:: Excerpt provided ::
☆ ☆ ☆ ☆

# Heating a Leo viv with a slate/tile 'substrate' (and a couple other questions).



## Recluso (Dec 3, 2010)

Howdy folks!

Well, the more I hear about impaction, the more it makes me paranoid. Now, I know that a lot of people probably use sand without the slightest problem, but I've got the sort of luck where the one in a million chance disaster will happen to me.

I'm currently drawing up the plans for a homemade interface as well (I love the chance to flex my arty fingers ) and am therefore considering using slate tiles on the bottom of the vivarium. That said, I don't know how easy it is to heat the viv through slate. Do you just stick the mat underneath the tile like you would any other substrate or do you need to insulate it like you would under a glass viv to stop cracking? (By the way, I'm working my research on the basis of using a wooden viv if anyone's wondering what type of viv I'm looking to use)

☆ ☆ ☆ ☆

:: Raw data ::
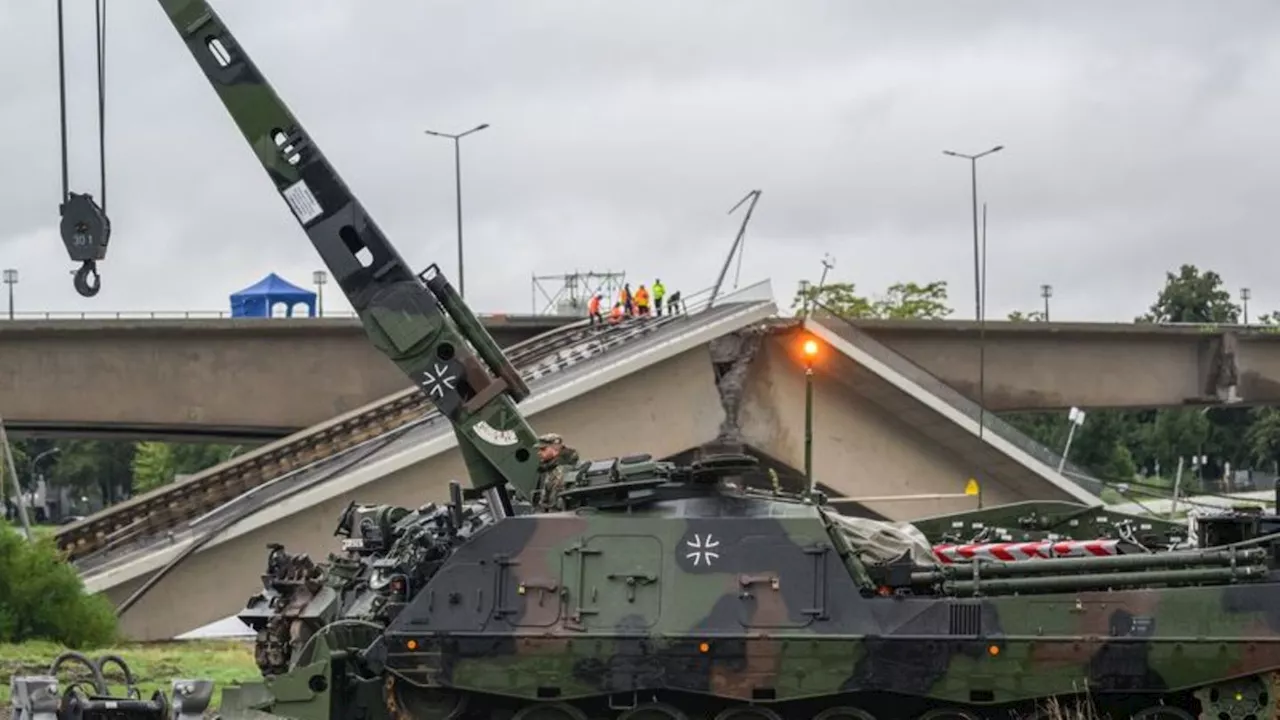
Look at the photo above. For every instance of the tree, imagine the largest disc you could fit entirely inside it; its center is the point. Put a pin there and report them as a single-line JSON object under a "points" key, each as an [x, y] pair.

☆ ☆ ☆ ☆

:: Objectives ::
1. Answer these questions about the forum post on heating a vivarium with slate:
(a) Which substrate does the poster say a lot of people probably use without the slightest problem?
(b) What is the poster considering putting on the bottom of the vivarium?
(c) What type of vivarium is the poster basing the research on?
2. Continue the forum post on heating a vivarium through slate tiles, starting right after its final sentence.
The lines above are separate material and are not part of the forum post.

:: Replies ::
1.
(a) Sand.
(b) Slate tiles.
(c) A wooden vivarium.

2.
Second question! As mentioned, I'm planning up a rock interface, into which I'm planning on camouflaging the damp hide box (given as it's likely to be a less than aesthetically pleasing take out tub ). But I'm not entirely sure where the optimal place to put it would be. My common sense says that the warm end would keep it humid, but in the cool end, the Leo could use it to cool down if needs be. Or would it work just as well to have a damp hide available at both ends?

And last question (for now!) - My room can get a bit dark during the day because of the way it faces, so I was planning on installing a low wattage, small bulb to use through the day for a few hours a day to establish a set 'this is daytime, okay?' pattern. But there's so many different types of lights! Could any recommend a suitable output bulb for a Leo (and mention the the type of fitting it needs too, please!)

Thanks in advance!


----------



## Recluso (Dec 3, 2010)

I know there's a lot of leo keepers on the forum, not one of you can help?


----------



## jools (Apr 4, 2009)

Hi.
Firstly the heat from a heatmat will work very well with a slate substrate - as long as the slate isn't more than about 6-8mm thick. It takes a while to heat up but once it does the slate acts like a heat reservoir so you should get a nice even temperature. You will also need a thermostat - this will prevent it becoming too hot and cracking the slate or frying your gecko.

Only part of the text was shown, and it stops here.